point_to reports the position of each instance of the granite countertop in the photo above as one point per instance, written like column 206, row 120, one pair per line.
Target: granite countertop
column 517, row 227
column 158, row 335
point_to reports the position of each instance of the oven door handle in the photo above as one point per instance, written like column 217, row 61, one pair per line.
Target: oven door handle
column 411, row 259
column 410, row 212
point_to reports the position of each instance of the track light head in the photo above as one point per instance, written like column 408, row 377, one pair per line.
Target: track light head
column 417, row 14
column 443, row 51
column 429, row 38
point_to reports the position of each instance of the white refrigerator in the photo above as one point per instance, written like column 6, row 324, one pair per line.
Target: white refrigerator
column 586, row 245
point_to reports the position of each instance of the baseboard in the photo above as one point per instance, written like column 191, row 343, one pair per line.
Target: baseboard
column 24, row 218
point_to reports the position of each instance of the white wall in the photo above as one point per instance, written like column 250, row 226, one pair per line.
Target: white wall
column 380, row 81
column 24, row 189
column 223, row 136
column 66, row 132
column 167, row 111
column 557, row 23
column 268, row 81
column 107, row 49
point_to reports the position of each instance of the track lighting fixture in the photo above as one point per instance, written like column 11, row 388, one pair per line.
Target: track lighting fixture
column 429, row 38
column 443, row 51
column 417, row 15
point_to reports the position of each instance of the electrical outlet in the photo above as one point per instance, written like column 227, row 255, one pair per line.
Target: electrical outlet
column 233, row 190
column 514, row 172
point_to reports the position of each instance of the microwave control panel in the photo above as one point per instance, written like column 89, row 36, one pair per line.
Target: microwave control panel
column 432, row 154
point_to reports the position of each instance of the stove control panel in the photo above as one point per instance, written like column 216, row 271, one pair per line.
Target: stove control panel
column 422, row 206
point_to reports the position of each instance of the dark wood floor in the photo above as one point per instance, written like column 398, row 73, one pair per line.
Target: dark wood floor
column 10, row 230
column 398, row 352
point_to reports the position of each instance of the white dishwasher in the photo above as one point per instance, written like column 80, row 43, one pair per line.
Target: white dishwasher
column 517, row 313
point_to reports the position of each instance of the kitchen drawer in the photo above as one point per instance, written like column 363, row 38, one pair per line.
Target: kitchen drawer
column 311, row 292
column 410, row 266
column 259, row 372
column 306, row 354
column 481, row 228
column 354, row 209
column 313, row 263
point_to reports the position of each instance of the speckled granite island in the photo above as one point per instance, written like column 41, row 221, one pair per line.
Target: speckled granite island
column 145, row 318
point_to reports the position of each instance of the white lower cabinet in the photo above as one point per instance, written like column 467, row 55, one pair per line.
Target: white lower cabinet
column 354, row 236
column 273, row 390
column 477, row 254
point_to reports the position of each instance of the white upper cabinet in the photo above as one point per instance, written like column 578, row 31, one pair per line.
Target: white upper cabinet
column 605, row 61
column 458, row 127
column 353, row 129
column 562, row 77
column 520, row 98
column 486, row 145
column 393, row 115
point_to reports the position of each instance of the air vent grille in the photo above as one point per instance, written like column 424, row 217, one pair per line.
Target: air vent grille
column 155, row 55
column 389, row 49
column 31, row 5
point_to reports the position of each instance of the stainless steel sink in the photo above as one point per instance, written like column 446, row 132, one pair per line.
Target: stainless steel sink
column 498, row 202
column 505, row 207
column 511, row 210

----

Exercise prompt: Repeat the data precisely, reproducing every entry.

Problem solution:
point_to reports the position of each instance of the granite countertop in the photo above as one point per instance, written like column 206, row 120, one pair per line.
Target: granite countertop
column 517, row 227
column 158, row 335
point_to reports the position of each instance of the oven door handle in the photo above as one point per instance, written like column 217, row 61, one pair per line.
Target: oven door handle
column 411, row 259
column 410, row 212
point_to reports the position of each instance of the track light head in the photo above as one point per instance, written like column 408, row 377, one pair per line.
Target: track light head
column 417, row 14
column 443, row 51
column 429, row 38
point_to reports the position of each instance of the white refrigerator in the photo above as one point per instance, written like column 6, row 324, one pair per line.
Target: white refrigerator
column 586, row 245
point_to reports the position of each instance of the baseboard in the photo above as one point per instance, written like column 191, row 343, one pair per line.
Target: baseboard
column 24, row 218
point_to reports the position of each instance of the white wall in the photo above as one point per instance, written like column 250, row 226, one pair per line.
Target: white wall
column 380, row 81
column 24, row 189
column 223, row 136
column 66, row 132
column 167, row 111
column 557, row 23
column 268, row 81
column 107, row 49
point_to reports the position of each instance of the track lighting fixture in the photo above as one point per instance, written like column 11, row 388, one pair per line.
Target: track lighting fixture
column 429, row 38
column 443, row 51
column 417, row 15
point_to reports the position of each instance of the electrical outlet in the photo above as one point per instance, written like column 227, row 255, one pair per line.
Target: electrical outlet
column 233, row 190
column 514, row 172
point_to reports the position of each instance of the microwave control panel in the photo above as one point per instance, written like column 89, row 36, one pair per line.
Target: microwave control panel
column 432, row 154
point_to reports the position of each instance of the stove control panel in the photo above as one point per instance, written like column 216, row 271, one pair per line.
Target: stove control panel
column 422, row 206
point_to reports the position of each instance of the dark wood floor in the photo above as one point per instance, written like column 398, row 73, one pair per line.
Target: dark wood floor
column 10, row 230
column 398, row 352
point_to reports the position of each instance of the white dishwasher in the photo above as one point per instance, written like column 80, row 43, one pair per line.
Target: white dishwasher
column 517, row 313
point_to reports the position of each instance of the kitchen drawer in the photo above as one point per instance, written like column 363, row 38, one pair per line.
Target: kitchen drawer
column 311, row 292
column 410, row 266
column 259, row 372
column 306, row 354
column 481, row 228
column 354, row 209
column 313, row 263
point_to reports the position of each instance of the speckled granite island in the photo above as one point per instance, written like column 41, row 221, one pair per line.
Target: speckled granite island
column 145, row 318
point_to reports the position of each instance of the white lower cabinet in the photo above as one point per instance, written like column 467, row 55, one pair per line.
Target: white lower cabinet
column 354, row 236
column 273, row 390
column 477, row 254
point_to reports the position of each instance of the white upper cabinet in the photo above as one point per instance, written like column 578, row 31, one pair per line.
Target: white upper cabinet
column 605, row 61
column 458, row 127
column 353, row 129
column 562, row 77
column 520, row 98
column 486, row 145
column 393, row 115
point_to reports the position of each instance of the air vent grille in the photo above as one point per instance, written like column 424, row 217, one pair per line.
Target: air vent grille
column 155, row 55
column 389, row 49
column 31, row 5
point_to reports the position of each instance of the stainless steel sink in the photo above as one point per instance, written like column 446, row 132, one pair per line.
Target: stainless steel sink
column 498, row 202
column 505, row 207
column 511, row 210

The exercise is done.